Stored dataset items
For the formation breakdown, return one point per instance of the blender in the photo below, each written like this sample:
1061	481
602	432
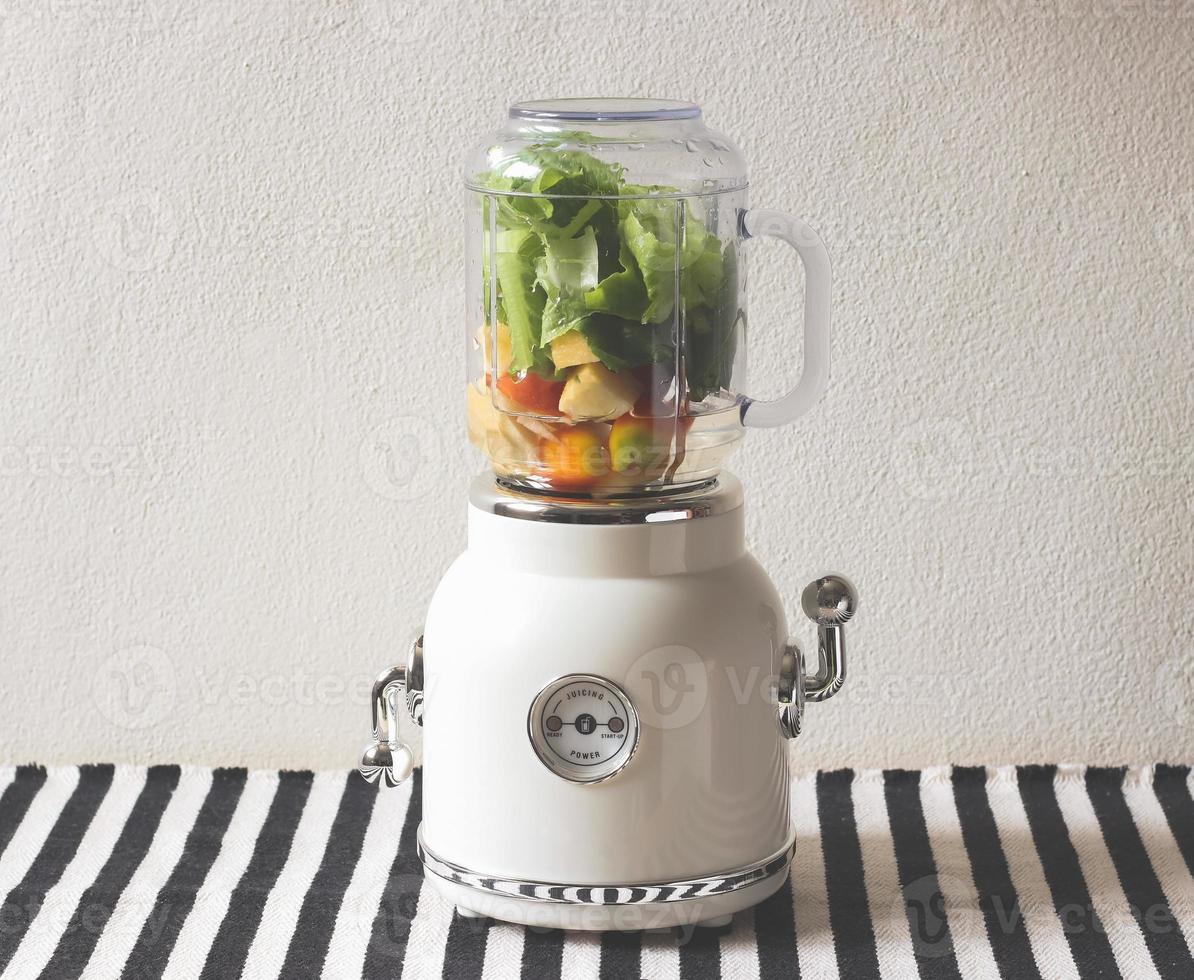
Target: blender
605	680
==
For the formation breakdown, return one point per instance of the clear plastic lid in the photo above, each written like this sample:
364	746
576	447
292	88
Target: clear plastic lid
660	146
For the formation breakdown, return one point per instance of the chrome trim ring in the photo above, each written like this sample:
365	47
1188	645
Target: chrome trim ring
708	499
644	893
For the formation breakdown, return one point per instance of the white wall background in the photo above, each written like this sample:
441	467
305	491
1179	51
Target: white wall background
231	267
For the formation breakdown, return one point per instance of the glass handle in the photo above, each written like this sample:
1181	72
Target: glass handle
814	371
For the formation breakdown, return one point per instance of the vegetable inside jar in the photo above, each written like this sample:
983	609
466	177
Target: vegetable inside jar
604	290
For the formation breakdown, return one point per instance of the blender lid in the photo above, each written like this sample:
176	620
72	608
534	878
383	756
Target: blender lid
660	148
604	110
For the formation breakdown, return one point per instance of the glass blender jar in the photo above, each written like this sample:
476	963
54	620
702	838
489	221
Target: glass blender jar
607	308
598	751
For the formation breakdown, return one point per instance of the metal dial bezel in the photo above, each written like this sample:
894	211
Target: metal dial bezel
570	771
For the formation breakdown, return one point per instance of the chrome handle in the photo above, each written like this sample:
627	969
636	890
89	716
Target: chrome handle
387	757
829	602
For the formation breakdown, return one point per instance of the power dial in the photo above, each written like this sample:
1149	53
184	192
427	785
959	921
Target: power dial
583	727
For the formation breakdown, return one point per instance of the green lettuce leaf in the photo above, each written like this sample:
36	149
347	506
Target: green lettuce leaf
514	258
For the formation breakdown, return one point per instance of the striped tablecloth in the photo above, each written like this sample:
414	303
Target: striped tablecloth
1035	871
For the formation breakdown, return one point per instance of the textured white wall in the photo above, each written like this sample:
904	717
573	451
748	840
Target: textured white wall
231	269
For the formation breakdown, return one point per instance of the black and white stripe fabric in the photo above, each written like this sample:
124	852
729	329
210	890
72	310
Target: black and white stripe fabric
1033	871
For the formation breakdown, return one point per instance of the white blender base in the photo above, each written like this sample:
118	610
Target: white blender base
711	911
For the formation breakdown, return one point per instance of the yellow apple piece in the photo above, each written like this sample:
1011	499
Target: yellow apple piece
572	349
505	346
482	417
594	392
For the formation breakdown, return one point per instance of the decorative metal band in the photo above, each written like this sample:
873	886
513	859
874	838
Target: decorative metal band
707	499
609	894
--
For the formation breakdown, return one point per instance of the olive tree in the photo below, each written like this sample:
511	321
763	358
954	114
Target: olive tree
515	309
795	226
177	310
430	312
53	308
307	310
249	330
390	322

▸ **What to work on**:
Select every line of the records holding the string "below".

▸ **Solution**:
For the formation breakdown, return one point per instance of the blender in the photo below, each written like this sample:
For the formation breakdown, return one point per instance of the olive tree in the photo below, each written like this sample:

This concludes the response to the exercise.